[指示]
以下のぜんそくとアレルギーに関する本文を三文で要約せよ。

[本文抜粋]
--------------------
Q4小さい頃からぜんそくがあり、大人になった今でもぜんそくがあります。これからはどのように付き合っていけばよいのでしょうか。

症状があること自体が異常だと思ってください。通常ぜんそくは標準的な治療を続けることによって、日常生活に支障をきたすような症状はなくなります。かかりつけの先生とよく相談して、最適な治療を受けてください。症状がある時だけ治療すればよいという考えは間違いです。

Q5おとなのぜんそく患者が、解熱剤を安易に使ってはいけない理由はなんですか?

正確な原因はわかっていませんが、おとなのぜんそく患者さんの1割くらいの患者さんは、熱をさげる解熱薬や痛みをとめる鎮痛薬をのむとぜんそく発作をおこします。座薬や注射はもちろん、貼り薬や塗り薬も危険です。ショックを起こして命を落とすことさえあることを知っていてください。このような患者さんは重症のぜんそく患者さんに多く、特に鼻茸がある人、嗅覚(におい)の低下している人、歯磨き粉でぜんそくが悪化する人は要注意です。ぜんそく発作のときに特効薬として使用する注射用のステロイド薬も逆に発作を悪化させることもありますので、医師にとっても注意が必要なのです。市販の薬だから安全ということは決してありません。かぜ薬にも解熱薬や鎮痛薬が含まれていることが多いので、薬を使用するときはぜんそくの治療を受けている医師によく相談して下さい。

アレルギーマーチ

Q1乳児期に保湿剤でスキンケアをすることが重要とのことですが、どういうお子さんがバリア機能が弱いと考えればよいでしょうか。

皮膚バリア機能が正常な赤ちゃんの肌は、モチモチして、肌がしっとりしたような状態です。逆に肌がカサカサと乾燥している、ひび割れている状態ではバリア機能が低下していると考えられます。

Q2自分がぜん息で、子供はぜん息はでていないがアトピー性皮膚炎です。現在1年生で、小さい頃から保湿剤を塗布しているが、継続していけば重症化は防げるのでしょうか。

アトピー性皮膚炎の重症度が高いお子さんほど、ぜん息を発症しやすく、既にぜん息になっているお子さんの場合、ぜん息も重症になりやすいことが知られています。一方で、ぜん息の発症や重症化には、ウイルス感染症や、受動喫煙、大気汚染なども影響します。アトピー性皮膚炎をきちんと治療することのみで、ぜん息の発症や重症化を予防できる訳ではありませんが、悪化因子を減らすことは重要です。
--------------------
[提示データ]

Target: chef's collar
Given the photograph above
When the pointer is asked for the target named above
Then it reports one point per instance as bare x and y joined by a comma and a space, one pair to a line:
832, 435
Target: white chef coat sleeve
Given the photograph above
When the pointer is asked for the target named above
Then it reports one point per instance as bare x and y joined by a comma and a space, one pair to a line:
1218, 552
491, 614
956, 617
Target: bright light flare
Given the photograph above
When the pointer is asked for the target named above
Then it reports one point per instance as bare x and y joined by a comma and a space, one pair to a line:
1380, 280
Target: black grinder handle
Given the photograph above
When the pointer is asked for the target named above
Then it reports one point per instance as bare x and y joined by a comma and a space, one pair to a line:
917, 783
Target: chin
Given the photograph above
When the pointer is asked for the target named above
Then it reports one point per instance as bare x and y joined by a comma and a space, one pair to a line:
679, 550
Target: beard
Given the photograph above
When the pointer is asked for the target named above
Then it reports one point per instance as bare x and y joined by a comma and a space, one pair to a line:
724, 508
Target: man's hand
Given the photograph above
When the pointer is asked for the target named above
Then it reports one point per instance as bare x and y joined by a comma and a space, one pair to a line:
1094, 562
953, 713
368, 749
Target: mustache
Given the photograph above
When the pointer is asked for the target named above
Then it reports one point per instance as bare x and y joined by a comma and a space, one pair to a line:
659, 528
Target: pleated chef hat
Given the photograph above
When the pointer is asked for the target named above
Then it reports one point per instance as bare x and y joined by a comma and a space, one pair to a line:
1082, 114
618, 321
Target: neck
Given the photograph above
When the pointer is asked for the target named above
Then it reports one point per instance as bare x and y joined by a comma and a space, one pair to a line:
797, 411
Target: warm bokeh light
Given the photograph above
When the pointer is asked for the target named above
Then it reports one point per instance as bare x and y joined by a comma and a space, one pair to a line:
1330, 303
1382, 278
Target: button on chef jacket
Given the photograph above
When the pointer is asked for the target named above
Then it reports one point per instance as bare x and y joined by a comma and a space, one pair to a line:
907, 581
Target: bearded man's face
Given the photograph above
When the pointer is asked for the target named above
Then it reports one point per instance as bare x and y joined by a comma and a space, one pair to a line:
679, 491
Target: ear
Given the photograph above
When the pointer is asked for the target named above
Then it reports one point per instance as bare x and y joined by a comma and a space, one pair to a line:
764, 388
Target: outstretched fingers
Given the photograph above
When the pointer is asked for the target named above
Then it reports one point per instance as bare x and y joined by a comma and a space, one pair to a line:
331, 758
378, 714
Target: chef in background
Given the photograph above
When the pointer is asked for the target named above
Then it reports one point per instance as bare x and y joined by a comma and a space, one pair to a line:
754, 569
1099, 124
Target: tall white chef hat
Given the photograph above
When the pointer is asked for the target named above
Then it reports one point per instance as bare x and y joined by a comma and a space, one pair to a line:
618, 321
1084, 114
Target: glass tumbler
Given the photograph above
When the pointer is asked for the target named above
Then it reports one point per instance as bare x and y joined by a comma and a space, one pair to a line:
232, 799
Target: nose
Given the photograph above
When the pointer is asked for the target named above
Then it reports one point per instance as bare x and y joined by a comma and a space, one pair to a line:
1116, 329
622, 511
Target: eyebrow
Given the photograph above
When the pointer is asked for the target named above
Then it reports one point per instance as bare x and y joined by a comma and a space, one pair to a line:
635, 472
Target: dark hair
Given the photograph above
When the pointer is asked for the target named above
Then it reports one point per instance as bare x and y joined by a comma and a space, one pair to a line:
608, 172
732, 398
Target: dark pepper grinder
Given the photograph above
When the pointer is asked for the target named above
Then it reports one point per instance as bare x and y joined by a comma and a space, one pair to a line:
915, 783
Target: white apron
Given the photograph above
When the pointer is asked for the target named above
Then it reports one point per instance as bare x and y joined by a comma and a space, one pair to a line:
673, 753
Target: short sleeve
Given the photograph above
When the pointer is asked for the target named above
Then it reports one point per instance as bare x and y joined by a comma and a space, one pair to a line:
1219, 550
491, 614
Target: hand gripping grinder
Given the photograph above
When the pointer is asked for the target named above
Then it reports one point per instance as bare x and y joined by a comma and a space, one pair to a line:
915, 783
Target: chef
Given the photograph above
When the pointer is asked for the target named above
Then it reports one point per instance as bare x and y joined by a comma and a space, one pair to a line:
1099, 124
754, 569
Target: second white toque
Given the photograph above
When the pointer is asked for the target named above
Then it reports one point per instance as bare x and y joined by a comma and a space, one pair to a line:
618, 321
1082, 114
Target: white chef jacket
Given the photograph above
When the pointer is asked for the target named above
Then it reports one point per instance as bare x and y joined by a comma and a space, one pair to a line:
--------------------
[解答]
ぜんそくは標準的な治療を続ければ日常生活に支障をきたす症状はなくなるので、症状があるときだけ治療すればよいという考えは間違いである。おとなのぜんそく患者の1割くらいは解熱薬や鎮痛薬で発作を起こし、命を落とすことさえあるため、市販の薬やかぜ薬でもぜんそくの治療を受けている医師によく相談する必要がある。乳児の肌がカサカサと乾燥したりひび割れたりしていればバリア機能の低下が考えられ、アトピー性皮膚炎の重症度が高いほどぜん息を発症しやすいが、ウイルス感染症や受動喫煙、大気汚染も影響するため、悪化因子を減らすことが重要である。